Written problem:
Please rewrite the data from its first line through the line containing "96], [28, 102]]", changing "blue jeans" to "denim jeans" and leaving everything else unchanged. Omit the pictures.

------

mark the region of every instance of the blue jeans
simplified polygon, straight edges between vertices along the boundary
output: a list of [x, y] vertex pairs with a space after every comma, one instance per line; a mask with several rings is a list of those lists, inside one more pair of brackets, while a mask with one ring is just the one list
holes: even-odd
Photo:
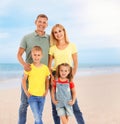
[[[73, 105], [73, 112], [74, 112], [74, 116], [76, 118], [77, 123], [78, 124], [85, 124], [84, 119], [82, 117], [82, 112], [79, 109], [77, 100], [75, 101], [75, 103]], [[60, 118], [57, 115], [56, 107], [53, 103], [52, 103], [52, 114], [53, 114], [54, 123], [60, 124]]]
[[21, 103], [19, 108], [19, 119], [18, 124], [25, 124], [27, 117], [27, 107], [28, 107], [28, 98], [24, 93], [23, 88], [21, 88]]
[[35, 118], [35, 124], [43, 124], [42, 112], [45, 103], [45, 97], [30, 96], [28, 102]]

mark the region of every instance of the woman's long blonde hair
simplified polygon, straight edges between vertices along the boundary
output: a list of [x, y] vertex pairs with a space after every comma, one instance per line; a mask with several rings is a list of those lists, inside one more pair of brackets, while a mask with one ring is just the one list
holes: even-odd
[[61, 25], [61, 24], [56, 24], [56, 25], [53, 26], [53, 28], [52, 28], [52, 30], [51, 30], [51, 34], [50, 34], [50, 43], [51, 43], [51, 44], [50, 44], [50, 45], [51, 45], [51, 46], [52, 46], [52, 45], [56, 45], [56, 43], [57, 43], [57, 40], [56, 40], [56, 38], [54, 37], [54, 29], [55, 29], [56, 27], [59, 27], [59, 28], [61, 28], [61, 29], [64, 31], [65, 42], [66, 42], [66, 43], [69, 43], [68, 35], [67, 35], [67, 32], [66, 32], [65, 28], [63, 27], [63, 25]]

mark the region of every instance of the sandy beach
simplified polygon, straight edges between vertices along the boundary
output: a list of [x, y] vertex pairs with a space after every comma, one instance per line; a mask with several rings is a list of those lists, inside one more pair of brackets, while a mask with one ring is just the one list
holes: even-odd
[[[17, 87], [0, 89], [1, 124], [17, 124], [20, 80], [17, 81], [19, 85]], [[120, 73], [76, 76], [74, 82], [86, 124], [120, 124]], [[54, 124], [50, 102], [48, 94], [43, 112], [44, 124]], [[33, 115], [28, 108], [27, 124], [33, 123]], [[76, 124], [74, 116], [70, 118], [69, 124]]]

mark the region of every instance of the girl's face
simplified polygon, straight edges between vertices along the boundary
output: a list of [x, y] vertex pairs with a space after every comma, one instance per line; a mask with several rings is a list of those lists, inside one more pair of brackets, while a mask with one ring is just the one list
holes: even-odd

------

Solution for this exercise:
mark the region of every instance of the denim jeans
simplified polygon, straight edges between vertices along the boundary
output: a list of [x, y] vertex pairs with a space after every comma, one instance per line; a mask with several rings is a list of those lists, inside one more pair of brackets, while a mask with one ring is just the one list
holes: even-odd
Photo:
[[[73, 105], [73, 112], [74, 112], [74, 116], [76, 118], [77, 123], [78, 124], [85, 124], [84, 119], [82, 117], [82, 112], [79, 109], [77, 100], [75, 101], [75, 103]], [[60, 118], [57, 115], [56, 107], [53, 103], [52, 103], [52, 114], [53, 114], [54, 123], [60, 124]]]
[[21, 103], [19, 108], [19, 119], [18, 124], [25, 124], [27, 117], [27, 107], [28, 107], [28, 98], [24, 93], [23, 88], [21, 88]]
[[35, 118], [35, 124], [43, 124], [42, 112], [45, 103], [45, 97], [30, 96], [28, 102]]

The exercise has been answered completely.